Dataset entries:
======
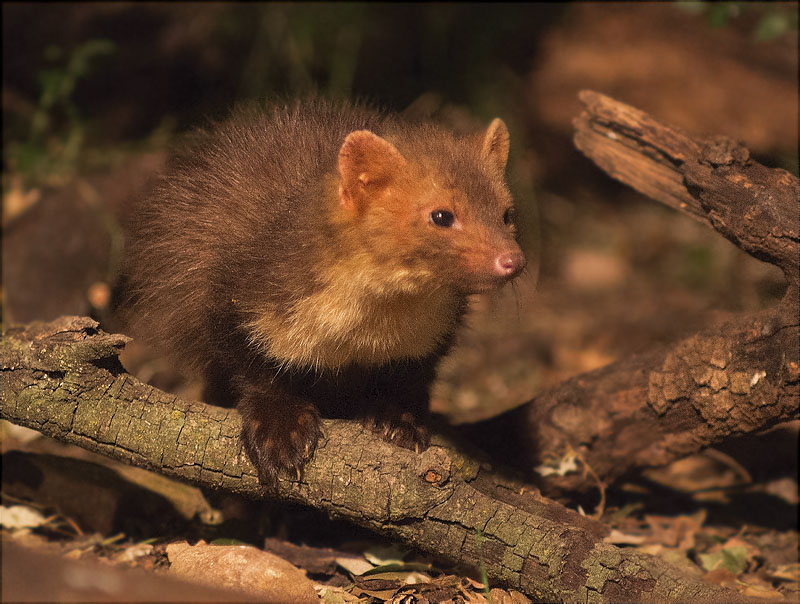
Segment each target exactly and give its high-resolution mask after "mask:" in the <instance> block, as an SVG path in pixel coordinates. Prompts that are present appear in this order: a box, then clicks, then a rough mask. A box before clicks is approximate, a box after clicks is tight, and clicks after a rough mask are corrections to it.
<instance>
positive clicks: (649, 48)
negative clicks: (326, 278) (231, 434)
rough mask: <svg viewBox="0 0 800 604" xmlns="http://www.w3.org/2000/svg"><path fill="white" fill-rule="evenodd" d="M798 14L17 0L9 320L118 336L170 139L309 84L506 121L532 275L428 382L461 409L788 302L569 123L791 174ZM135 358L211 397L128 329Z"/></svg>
mask: <svg viewBox="0 0 800 604" xmlns="http://www.w3.org/2000/svg"><path fill="white" fill-rule="evenodd" d="M797 14H798V5H797V3H796V2H794V3H778V2H773V3H755V2H754V3H750V2H718V3H703V2H681V3H678V2H662V3H611V2H604V3H541V4H519V3H513V4H511V3H510V4H503V3H492V4H488V3H487V4H450V3H444V4H422V3H419V4H417V3H414V4H381V3H368V4H348V3H337V4H310V3H303V4H274V3H272V4H222V3H221V4H212V3H197V4H193V3H164V4H149V3H146V4H145V3H135V4H134V3H105V4H100V3H83V4H80V3H78V4H70V3H52V4H50V3H42V4H34V3H3V5H2V17H3V20H2V28H3V41H2V44H3V74H2V77H3V92H2V102H3V179H2V184H3V250H2V251H3V264H2V269H3V307H2V314H3V324H4V326H5V325H8V324H10V323H14V322H27V321H32V320H35V319H52V318H54V317H56V316H59V315H61V314H80V315H92V316H94V317H96V318H98V319H99V320H100V321H101V325H102V326H103V327H104V328H105V329H106V330H108V331H122V332H124V331H126V330H127V325H126V322H125V320H124V318H123V317H122V316H120V314H119V313H118V312H117V309H116V308H115V303H114V296H113V292H114V287H115V286H116V284H117V281H118V278H119V274H120V266H121V263H122V258H123V254H124V241H125V233H124V229H123V228H122V226H121V225H122V224H123V223H124V218H125V216H126V213H127V212H129V211H130V209H131V207H132V202H133V200H135V199H136V197H137V196H140V195H143V194H145V192H146V190H147V183H148V181H149V179H150V178H151V177H152V176H153V175H154V174H155V173H157V171H158V170H159V169H161V167H162V166H163V164H164V160H165V158H166V156H167V153H168V149H169V148H170V146H171V145H172V144H174V143H175V142H176V141H177V140H179V136H180V134H181V133H182V132H185V131H186V130H187V129H189V128H192V127H194V126H196V125H201V124H203V123H205V122H206V121H207V120H208V119H211V118H214V119H217V118H222V117H224V116H225V115H226V114H227V112H228V111H229V110H230V107H231V106H232V105H234V104H235V103H238V102H244V101H250V100H256V101H259V102H263V100H264V99H281V98H292V97H294V96H297V95H300V94H307V93H309V92H318V93H321V94H324V95H327V96H332V97H338V98H361V99H365V100H367V101H369V102H372V103H374V104H377V105H379V106H381V107H384V108H386V109H389V110H392V111H402V112H408V113H409V114H413V115H431V116H433V117H435V118H437V119H439V120H441V121H442V122H444V123H445V124H447V125H449V126H450V127H451V128H453V129H455V130H459V131H468V130H477V129H480V128H483V127H485V126H486V125H487V124H488V123H489V121H490V120H491V119H492V118H493V117H495V116H499V117H502V118H503V119H504V120H505V121H506V123H507V124H508V126H509V130H510V132H511V141H512V152H511V160H510V163H509V179H510V183H511V188H512V191H513V192H514V193H515V198H516V203H517V207H518V209H519V215H520V221H521V223H522V224H521V227H522V232H523V241H522V243H523V246H524V248H525V250H526V254H527V255H528V257H529V260H530V264H531V270H530V271H529V274H528V275H526V276H523V277H522V278H520V279H519V280H518V282H517V283H516V284H515V285H514V287H509V288H506V289H505V290H504V291H503V292H501V293H500V294H497V295H494V296H488V297H483V298H476V299H475V301H474V304H473V308H472V312H471V314H470V317H469V321H468V328H467V329H466V330H464V332H463V333H462V334H460V338H459V345H458V347H457V348H456V350H455V351H454V353H453V354H452V355H451V356H450V357H449V358H448V359H446V360H445V362H444V363H443V365H442V367H441V370H440V380H439V382H438V383H437V385H436V388H435V390H434V393H433V406H434V409H435V410H437V411H440V412H443V413H446V414H447V415H449V417H450V419H451V420H452V421H454V422H465V421H473V420H477V419H480V418H484V417H488V416H491V415H494V414H496V413H498V412H499V411H500V410H502V409H505V408H508V407H511V406H514V405H517V404H520V403H522V402H525V401H528V400H530V399H531V398H532V397H534V396H535V395H536V394H537V393H539V392H541V391H542V390H543V389H545V388H548V387H551V386H554V385H556V384H558V383H560V382H561V381H563V380H565V379H567V378H569V377H571V376H573V375H576V374H579V373H581V372H585V371H589V370H592V369H595V368H597V367H600V366H602V365H605V364H607V363H609V362H612V361H614V360H616V359H619V358H621V357H623V356H625V355H629V354H632V353H636V352H641V351H644V350H647V349H649V348H651V347H653V346H656V345H658V344H661V343H666V342H674V341H676V340H678V339H679V338H681V337H684V336H686V335H687V334H689V333H691V332H693V331H695V330H697V329H699V328H702V327H704V326H707V325H709V324H710V323H712V322H713V321H714V320H716V319H719V318H722V317H724V316H725V315H726V314H729V313H734V312H740V311H746V310H753V309H758V308H762V307H765V306H768V305H770V304H773V303H775V302H776V301H777V300H778V299H779V298H780V296H781V295H782V293H783V290H784V281H783V277H782V275H781V274H780V271H779V270H777V269H776V268H775V267H772V266H768V265H765V264H763V263H761V262H759V261H757V260H755V259H753V258H751V257H749V256H747V255H746V254H745V253H743V252H742V251H741V250H739V249H738V248H736V247H735V246H733V245H732V244H730V243H729V242H727V241H726V240H724V239H723V238H722V237H721V236H719V235H718V234H717V233H714V232H712V231H710V230H709V229H707V228H705V227H704V226H702V225H700V224H697V223H695V222H694V221H693V220H692V219H690V218H688V217H686V216H683V215H680V214H678V213H677V212H674V211H672V210H670V209H668V208H666V207H663V206H662V205H661V204H659V203H656V202H653V201H651V200H648V199H646V198H644V197H642V196H641V195H639V194H637V193H636V192H634V191H632V190H630V189H628V188H626V187H624V186H622V185H620V184H618V183H616V182H614V181H612V180H611V179H610V178H608V177H607V176H606V175H605V174H604V173H603V172H602V171H600V170H599V169H598V168H597V167H596V166H595V165H594V164H592V163H591V162H590V161H588V160H587V159H586V158H584V157H583V156H582V155H581V154H580V153H579V152H578V151H577V150H576V149H575V148H574V146H573V145H572V140H571V138H572V120H573V118H574V117H576V116H577V115H578V114H579V113H580V111H581V105H580V103H579V101H578V99H577V93H578V91H580V90H582V89H593V90H597V91H599V92H603V93H605V94H607V95H609V96H612V97H614V98H616V99H618V100H621V101H624V102H627V103H629V104H632V105H634V106H636V107H638V108H640V109H642V110H644V111H646V112H649V113H651V114H652V115H653V116H654V117H655V118H656V119H659V120H661V121H664V122H666V123H668V124H672V125H674V126H676V127H679V128H681V129H683V130H685V131H687V132H688V133H690V134H691V135H694V136H700V137H702V136H708V135H717V134H720V135H726V136H729V137H731V138H733V139H739V140H742V141H743V142H744V143H745V144H746V145H747V146H748V147H749V148H750V150H751V152H752V154H753V155H754V156H755V157H756V158H758V159H759V160H760V161H762V162H763V163H765V164H767V165H770V166H775V167H783V168H785V169H788V170H790V171H792V172H793V173H794V174H797V161H798V160H797V157H798V154H797V144H798V141H797V136H798V135H797V127H798V81H797V71H798V51H797V44H798V36H797ZM537 277H538V284H537ZM122 360H123V363H124V365H125V367H126V369H127V370H128V371H130V372H132V373H134V374H135V375H136V376H137V377H139V378H140V379H142V380H145V381H149V382H150V383H152V384H154V385H156V386H158V387H161V388H163V389H168V390H172V391H174V392H176V393H179V394H182V395H183V396H185V397H186V398H189V399H192V398H196V397H198V396H199V392H200V390H199V388H198V386H197V384H194V383H192V382H187V381H186V380H184V379H183V378H182V377H181V376H179V375H178V374H177V373H176V372H175V371H174V370H173V368H171V367H169V366H168V365H167V364H166V363H165V362H164V361H163V360H161V359H159V358H158V357H157V356H155V355H153V354H152V352H151V351H149V350H147V349H146V348H145V347H143V346H141V345H140V344H138V343H137V342H134V343H132V344H130V345H129V346H128V347H127V348H126V351H125V353H124V355H123V357H122ZM796 451H797V429H796V426H795V427H794V428H792V429H789V430H786V431H783V432H782V433H781V434H778V435H776V433H773V434H772V435H771V436H768V437H767V438H766V440H764V439H761V440H759V439H758V438H755V437H753V438H748V439H743V440H741V441H737V442H736V443H731V444H730V445H729V446H728V448H727V453H728V454H729V455H732V456H734V457H736V456H737V455H740V454H742V453H748V455H749V457H748V459H746V460H745V459H744V458H742V457H738V459H740V461H741V462H742V463H743V464H745V466H746V468H747V471H748V472H750V474H751V475H752V477H753V478H754V479H755V480H756V481H757V482H758V481H762V480H763V481H764V482H765V483H766V481H767V480H770V479H772V478H775V476H776V473H779V474H781V475H782V476H784V477H786V476H789V477H790V480H794V482H793V483H792V484H793V485H794V486H793V487H792V486H791V485H790V486H789V487H788V488H789V490H790V491H791V489H792V488H793V489H794V491H793V492H794V496H795V497H796V491H797V482H796V474H797V466H796V459H795V454H796ZM690 461H691V460H690ZM695 461H697V460H695ZM684 462H686V460H683V462H679V463H684ZM698 463H699V462H698ZM698 468H699V469H698ZM673 469H674V468H673ZM673 469H667V470H665V471H664V472H663V473H662V475H661V478H660V480H661V483H662V484H666V485H668V486H670V487H676V485H678V483H679V482H680V480H684V483H682V484H684V485H689V486H688V487H687V488H688V489H689V490H692V489H698V488H700V487H699V486H698V485H701V484H711V483H703V480H705V479H707V478H709V477H711V478H712V479H713V480H717V478H719V476H721V475H722V474H721V472H722V471H721V470H719V467H718V466H714V467H711V466H708V465H707V464H706V465H702V464H700V465H691V463H690V464H689V465H688V466H687V465H685V464H684V465H683V466H681V469H677V470H674V471H673ZM671 472H672V473H671ZM715 472H716V474H715ZM651 478H653V480H659V479H658V477H657V476H654V475H651ZM713 480H712V482H713ZM713 484H717V483H713ZM713 484H712V486H711V487H710V488H712V489H713V488H715V487H714V486H713ZM676 488H677V487H676ZM665 505H666V504H665ZM793 505H794V507H791V506H789V507H790V508H791V509H790V512H789V514H790V515H791V518H790V519H789V520H788V521H786V522H784V524H786V525H792V523H793V526H794V527H795V528H796V502H795V503H794V504H793ZM651 509H652V508H651ZM782 509H783V508H782ZM90 512H91V513H90V514H89V515H90V516H91V515H92V514H95V513H96V512H97V510H96V509H95V508H94V507H92V508H91V509H90ZM767 516H775V517H777V516H776V515H775V514H771V513H770V512H769V511H768V510H763V509H760V510H756V511H755V512H754V513H753V514H751V515H750V520H754V521H755V523H756V524H757V523H758V522H759V521H762V522H765V523H768V522H769V521H770V520H772V519H771V518H767ZM773 519H774V518H773ZM783 519H784V517H783V516H781V521H782V522H783ZM148 530H150V528H149V527H148ZM792 535H793V536H792V539H794V540H795V542H796V533H793V534H792ZM768 549H769V548H766V547H765V548H764V552H767V551H768ZM789 549H791V548H789ZM794 551H795V552H796V545H795V546H794Z"/></svg>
======
* _Assignment_: Copy the stretch from the start of the rows through the line containing "rough mask: <svg", leaving out the pictures.

* _Task output_:
Segment each target exactly and give its high-resolution mask after "mask:" in the <instance> block, as an SVG path in pixel coordinates. Prompts that are present appear in this order: a box, then clicks, then a rough mask. A box before clicks is approximate, a box after clicks is tight, and clicks after a rough mask are corrections to it.
<instance>
positive clicks: (649, 48)
negative clicks: (326, 278) (231, 434)
rough mask: <svg viewBox="0 0 800 604" xmlns="http://www.w3.org/2000/svg"><path fill="white" fill-rule="evenodd" d="M798 14L17 0L9 320L118 336L170 139L309 84L506 121L532 275L428 382L461 409L788 302L569 123L791 174ZM135 358L211 397L128 329Z"/></svg>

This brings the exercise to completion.